*What you are asked to do:* This exercise asks for every record to be output again exactly.

Start of Entries provided

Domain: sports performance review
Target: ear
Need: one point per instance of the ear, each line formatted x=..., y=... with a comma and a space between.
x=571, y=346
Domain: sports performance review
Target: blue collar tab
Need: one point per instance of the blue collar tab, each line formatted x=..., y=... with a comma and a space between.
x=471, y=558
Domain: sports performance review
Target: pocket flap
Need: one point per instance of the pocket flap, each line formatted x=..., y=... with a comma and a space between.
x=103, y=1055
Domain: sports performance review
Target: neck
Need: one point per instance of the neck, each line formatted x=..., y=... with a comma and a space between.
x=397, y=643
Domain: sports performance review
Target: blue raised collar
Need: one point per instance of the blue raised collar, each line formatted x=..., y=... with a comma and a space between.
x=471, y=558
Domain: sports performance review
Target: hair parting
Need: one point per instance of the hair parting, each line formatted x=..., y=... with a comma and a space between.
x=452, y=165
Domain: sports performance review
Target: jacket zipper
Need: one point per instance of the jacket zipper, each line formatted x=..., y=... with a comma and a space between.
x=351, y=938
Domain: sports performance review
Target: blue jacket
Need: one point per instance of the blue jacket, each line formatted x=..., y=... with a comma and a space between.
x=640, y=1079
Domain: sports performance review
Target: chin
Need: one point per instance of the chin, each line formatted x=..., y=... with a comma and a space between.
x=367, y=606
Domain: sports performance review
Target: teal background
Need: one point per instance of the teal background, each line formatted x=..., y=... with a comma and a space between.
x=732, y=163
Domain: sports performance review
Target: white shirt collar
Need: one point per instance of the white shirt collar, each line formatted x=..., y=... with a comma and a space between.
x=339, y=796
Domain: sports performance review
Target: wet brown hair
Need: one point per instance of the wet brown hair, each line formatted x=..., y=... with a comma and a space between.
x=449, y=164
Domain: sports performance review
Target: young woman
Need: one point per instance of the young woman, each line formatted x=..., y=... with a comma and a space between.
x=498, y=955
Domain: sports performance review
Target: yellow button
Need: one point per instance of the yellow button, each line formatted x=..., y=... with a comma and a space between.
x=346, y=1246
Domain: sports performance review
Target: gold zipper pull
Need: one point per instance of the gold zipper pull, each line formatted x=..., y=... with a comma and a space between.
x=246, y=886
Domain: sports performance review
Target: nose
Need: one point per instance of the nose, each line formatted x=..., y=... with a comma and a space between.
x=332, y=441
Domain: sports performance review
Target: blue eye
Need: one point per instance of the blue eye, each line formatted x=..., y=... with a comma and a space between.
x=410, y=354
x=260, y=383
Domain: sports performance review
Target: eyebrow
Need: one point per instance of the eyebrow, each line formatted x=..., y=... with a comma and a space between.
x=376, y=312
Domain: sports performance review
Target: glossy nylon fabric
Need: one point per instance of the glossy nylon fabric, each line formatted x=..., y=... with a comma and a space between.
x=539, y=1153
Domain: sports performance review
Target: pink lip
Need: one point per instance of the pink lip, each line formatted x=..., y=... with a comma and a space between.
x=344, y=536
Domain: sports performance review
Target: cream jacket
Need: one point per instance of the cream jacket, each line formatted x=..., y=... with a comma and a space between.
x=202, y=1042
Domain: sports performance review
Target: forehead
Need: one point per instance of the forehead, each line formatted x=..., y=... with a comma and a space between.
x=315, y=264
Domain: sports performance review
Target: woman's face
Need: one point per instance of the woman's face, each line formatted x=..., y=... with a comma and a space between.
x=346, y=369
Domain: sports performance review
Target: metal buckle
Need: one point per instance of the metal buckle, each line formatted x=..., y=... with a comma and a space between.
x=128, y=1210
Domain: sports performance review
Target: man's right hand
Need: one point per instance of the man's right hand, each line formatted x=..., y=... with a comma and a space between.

End of Entries provided

*Output of the exercise:*
Domain: sports performance review
Target: ear
Need: one point per instance of the ear, each line formatted x=..., y=... with a comma and a space between.
x=571, y=346
Domain: sports performance review
Target: blue collar tab
Need: one point per instance of the blue collar tab, each line formatted x=..., y=... with a comma and a space between.
x=471, y=558
Domain: sports performance review
Target: pocket flap
Need: one point per instance of the pocket flap, each line formatted x=..., y=... with a comma and a space between.
x=103, y=1055
Domain: sports performance review
Target: neck
Need: one point per instance of the neck, each line formatted x=..., y=... with a comma and a space between.
x=397, y=643
Domain: sports performance review
Target: blue raised collar
Need: one point per instance of the blue raised collar, each line formatted x=..., y=... with a comma and a space between.
x=471, y=558
Domain: sports performance review
Target: hair parting
Need: one point per instance of the hair parting, each line formatted x=..., y=... with a comma and a space between.
x=452, y=165
Domain: sports performance review
Target: jacket zipper
Need: one point per instance of the jacket zipper, each line formatted x=..., y=... with a comma and a space between.
x=351, y=938
Domain: sports performance review
Target: blue jacket
Need: one point per instance of the blue jacket, each line formatted x=..., y=... with a comma and a space between.
x=640, y=1079
Domain: sports performance review
Target: chin
Need: one point per instance of the chin, each line formatted x=..., y=... with a comma and a space between.
x=367, y=606
Domain: sports performance review
Target: teal background
Need: one point per instance of the teal background, each line formatted x=..., y=... with a comma and a space between.
x=732, y=163
Domain: sports performance review
Target: white shirt collar
Need: one point per instance of the white shirt collar, each line formatted x=..., y=... with a comma and a space between.
x=339, y=796
Domain: sports performance review
Target: wet brown hair
Need: one point per instance of the wet brown hair, each line formatted x=..., y=... with a comma and a space between.
x=449, y=164
Domain: sports performance review
Target: young woman
Need: one point per instance of the young woman, each line formatted x=..., y=... with a comma and a space between.
x=498, y=955
Domain: sports performance review
Target: yellow button
Need: one point per instance of the yellow button, each line formatted x=..., y=... with a comma and a space between.
x=346, y=1246
Domain: sports performance review
Target: gold zipper pull
Need: one point per instance of the gold zipper pull, each line formatted x=..., y=... with a comma and a space between.
x=246, y=886
Domain: sports performance review
Target: nose
Need: one point per instance of the nose, each line formatted x=..., y=... with a comma and a space between.
x=332, y=441
Domain: sports performance review
Target: blue eye
Need: one point per instance of the blue eye, each line formatted x=..., y=... with a comma and a space between.
x=410, y=354
x=260, y=383
Domain: sports performance review
Target: eyebrow
Need: one point per instance of the eyebrow, each line formatted x=..., y=... with a comma and a space between.
x=376, y=312
Domain: sports performance review
Target: glossy nylon fabric
Need: one point per instance of the glossy nylon fabric, each line formatted x=..., y=... with a comma and a space between.
x=539, y=1153
Domain: sports performance review
Target: pink lip
Need: one point per instance of the pink lip, each line formatted x=..., y=... with a comma and a space between.
x=344, y=536
Domain: sports performance review
Target: cream jacket
Need: one point per instance of the cream jacket, each line formatted x=..., y=... with a comma and a space between.
x=202, y=1042
Domain: sports performance review
Target: forehead
Need: one point per instance of the forehead, each line formatted x=..., y=... with a comma and a space between.
x=315, y=264
Domain: sports performance review
Target: woman's face
Need: one point per instance of the woman's face, each line formatted x=..., y=... with a comma and a space between.
x=346, y=369
Domain: sports performance review
Target: metal buckle
Need: one point per instance of the metal buckle, each line formatted x=..., y=... with a comma and a space between.
x=128, y=1210
Domain: sports performance review
Target: man's right hand
Need: one point per instance of the man's right hand, each line formatted x=..., y=... with a comma and a space between.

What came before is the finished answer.